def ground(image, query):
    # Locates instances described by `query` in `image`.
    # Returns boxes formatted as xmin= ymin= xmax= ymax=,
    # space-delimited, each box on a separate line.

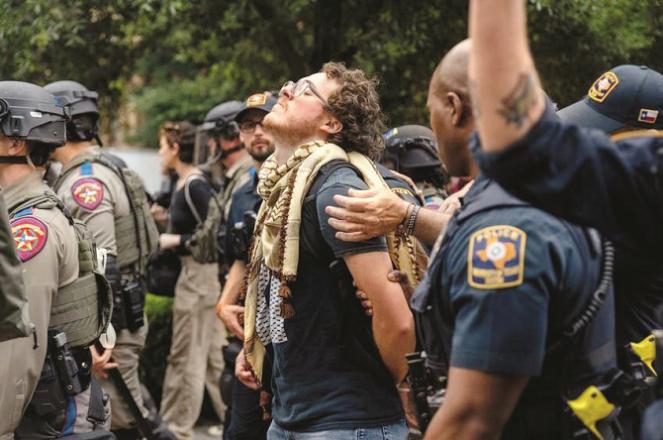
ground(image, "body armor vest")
xmin=53 ymin=152 xmax=159 ymax=275
xmin=9 ymin=191 xmax=113 ymax=348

====

Reproduce each of the items above verbatim, leaving out the pictures.

TASK ANSWER>
def ground(image, query):
    # Locates instances described by `query` in `image`.
    # Returns boxes formatted as xmin= ymin= xmax= ymax=,
    # space-delimited, each box on a separate line.

ground(image, "body armor vest")
xmin=53 ymin=152 xmax=159 ymax=275
xmin=9 ymin=191 xmax=113 ymax=348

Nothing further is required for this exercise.